EXERCISE GOAL:
Echo the data below verbatim, line for line.

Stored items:
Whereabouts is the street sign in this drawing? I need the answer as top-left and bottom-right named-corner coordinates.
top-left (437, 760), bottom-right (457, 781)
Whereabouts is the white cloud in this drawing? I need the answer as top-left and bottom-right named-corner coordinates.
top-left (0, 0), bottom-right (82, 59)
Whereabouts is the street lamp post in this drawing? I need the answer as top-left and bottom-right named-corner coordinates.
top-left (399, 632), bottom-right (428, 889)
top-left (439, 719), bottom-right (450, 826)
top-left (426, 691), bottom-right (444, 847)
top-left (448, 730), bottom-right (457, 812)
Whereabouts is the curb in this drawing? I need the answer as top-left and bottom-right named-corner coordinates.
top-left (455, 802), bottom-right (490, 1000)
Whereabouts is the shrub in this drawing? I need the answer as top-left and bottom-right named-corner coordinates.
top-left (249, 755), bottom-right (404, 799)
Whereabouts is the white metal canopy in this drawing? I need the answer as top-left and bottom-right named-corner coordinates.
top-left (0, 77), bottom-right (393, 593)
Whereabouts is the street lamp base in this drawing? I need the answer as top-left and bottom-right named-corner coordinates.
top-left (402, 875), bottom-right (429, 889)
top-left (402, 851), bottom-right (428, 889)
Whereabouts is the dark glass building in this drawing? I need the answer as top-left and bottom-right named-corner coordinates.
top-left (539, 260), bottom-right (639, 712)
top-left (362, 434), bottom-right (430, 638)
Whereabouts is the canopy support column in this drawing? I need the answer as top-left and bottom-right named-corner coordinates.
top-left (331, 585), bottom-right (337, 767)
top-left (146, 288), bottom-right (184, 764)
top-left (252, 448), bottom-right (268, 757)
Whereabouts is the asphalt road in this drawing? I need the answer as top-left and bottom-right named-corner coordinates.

IN RESPONSE:
Whereabouts is the street sign in this drawing? I need the answer as top-left and bottom-right named-corner coordinates.
top-left (437, 760), bottom-right (457, 781)
Whereabouts is the white cloud in this drawing? I need the answer as top-left and bottom-right named-corner coordinates.
top-left (0, 0), bottom-right (82, 59)
Whereabouts is the street lamp post in this drawing? I need the answer as top-left and bottom-right named-corner coordinates.
top-left (399, 632), bottom-right (428, 889)
top-left (439, 719), bottom-right (450, 826)
top-left (426, 691), bottom-right (444, 847)
top-left (448, 730), bottom-right (457, 812)
Whereabouts is the curb in this drawing? I need the answer as top-left and bottom-right named-corner coordinates.
top-left (455, 802), bottom-right (490, 1000)
Whereabouts is the shrub in this drawing? I need the answer as top-left and bottom-right named-corner coordinates.
top-left (249, 755), bottom-right (404, 799)
Whereabouts is the white metal canopy in this drawing? I need the answer as top-left and bottom-right named-corner coordinates.
top-left (0, 77), bottom-right (393, 593)
Whereabouts is the street lamp base in this drawing? I need the answer as top-left and bottom-right named-corner coordinates.
top-left (402, 875), bottom-right (429, 889)
top-left (402, 851), bottom-right (428, 889)
Whereabouts is the dark glass building in this drawing? I need the answer as top-left and bottom-right named-corner coordinates.
top-left (539, 260), bottom-right (639, 712)
top-left (362, 434), bottom-right (430, 638)
Whereabouts is the canopy support column in this drawing? I need the answer as top-left and bottom-right named-corner coordinates.
top-left (331, 585), bottom-right (337, 767)
top-left (146, 288), bottom-right (184, 764)
top-left (252, 448), bottom-right (268, 757)
Whereabouts is the asphalt road in this drawing? I need the answer as top-left and bottom-right named-corner coordinates.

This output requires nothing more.